Please print each record below exactly as it is written.

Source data
* * *
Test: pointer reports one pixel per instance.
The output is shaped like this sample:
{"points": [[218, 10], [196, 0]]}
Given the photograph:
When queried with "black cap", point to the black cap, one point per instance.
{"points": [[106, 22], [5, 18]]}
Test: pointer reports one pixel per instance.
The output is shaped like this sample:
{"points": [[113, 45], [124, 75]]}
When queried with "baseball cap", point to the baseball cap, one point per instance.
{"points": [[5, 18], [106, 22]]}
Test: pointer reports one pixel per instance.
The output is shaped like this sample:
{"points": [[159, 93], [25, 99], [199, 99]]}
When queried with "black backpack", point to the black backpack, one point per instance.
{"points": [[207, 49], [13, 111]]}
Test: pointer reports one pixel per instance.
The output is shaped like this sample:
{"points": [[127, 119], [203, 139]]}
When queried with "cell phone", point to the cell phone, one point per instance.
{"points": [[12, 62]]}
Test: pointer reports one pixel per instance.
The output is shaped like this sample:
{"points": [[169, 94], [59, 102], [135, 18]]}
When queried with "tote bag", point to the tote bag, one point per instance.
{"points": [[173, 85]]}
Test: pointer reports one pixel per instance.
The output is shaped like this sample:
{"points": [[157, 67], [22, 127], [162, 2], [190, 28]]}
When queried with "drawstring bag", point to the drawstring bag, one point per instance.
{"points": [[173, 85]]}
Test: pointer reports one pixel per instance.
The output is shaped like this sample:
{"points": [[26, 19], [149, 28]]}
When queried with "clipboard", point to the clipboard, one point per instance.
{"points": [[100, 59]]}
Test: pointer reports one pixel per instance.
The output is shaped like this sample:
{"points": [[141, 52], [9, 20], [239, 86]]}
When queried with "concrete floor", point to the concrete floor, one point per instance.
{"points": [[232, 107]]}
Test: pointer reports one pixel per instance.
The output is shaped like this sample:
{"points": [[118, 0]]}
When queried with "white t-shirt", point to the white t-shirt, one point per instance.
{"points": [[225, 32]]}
* * *
*EXERCISE SOLUTION:*
Test: pointer reports one pixel per instance.
The output is shaped like this sample:
{"points": [[218, 10], [196, 0]]}
Given the photograph:
When queried with "black cap", point to the black cap, one point per instance.
{"points": [[106, 22], [5, 18]]}
Test: pointer reports one pixel per instance.
The output is shaped like this sample:
{"points": [[113, 45], [124, 75]]}
When queried with "baseball cap", point to the baseball cap, one point per instance.
{"points": [[5, 18], [106, 22]]}
Test: pointer reports one pixel per instance.
The output is shaped like this sample:
{"points": [[159, 93], [25, 99], [199, 99]]}
When queried with "black backpack", point to the black backpack, one point per instance.
{"points": [[207, 49], [13, 111]]}
Test: pointer reports one pixel per instance.
The output is shaped like this sample:
{"points": [[127, 119], [203, 139]]}
When queried with "cell phone", point to the cell phone, one point per instance.
{"points": [[12, 62]]}
Test: pointer reports one pixel per instance.
The output is shaped like this sample:
{"points": [[169, 94], [59, 102], [135, 18]]}
When queried with "tote bag", point to the tote bag, one point per instance.
{"points": [[173, 85]]}
Test: pointer reports one pixel per instance.
The output is shaped like this sample:
{"points": [[157, 67], [22, 127], [162, 2], [190, 28]]}
When queried with "drawstring bag", point to the drawstring bag, one point per instance.
{"points": [[173, 85]]}
Test: pointer reports one pixel per instance.
The output is shaped like this sample:
{"points": [[26, 19], [149, 28]]}
When queried with "clipboard", point to the clipboard, one point per instance.
{"points": [[100, 59]]}
Test: pointer reports one pixel per instance.
The output is shaped like this sample:
{"points": [[141, 52], [9, 20], [239, 86]]}
When queried with "concrete floor", point to the concrete floor, one point per instance.
{"points": [[232, 107]]}
Test: pointer reports one pixel per instance.
The output is shaped like this sample:
{"points": [[118, 0]]}
When queried with "white t-shirt", point to the white t-shirt, one point per instance.
{"points": [[225, 32]]}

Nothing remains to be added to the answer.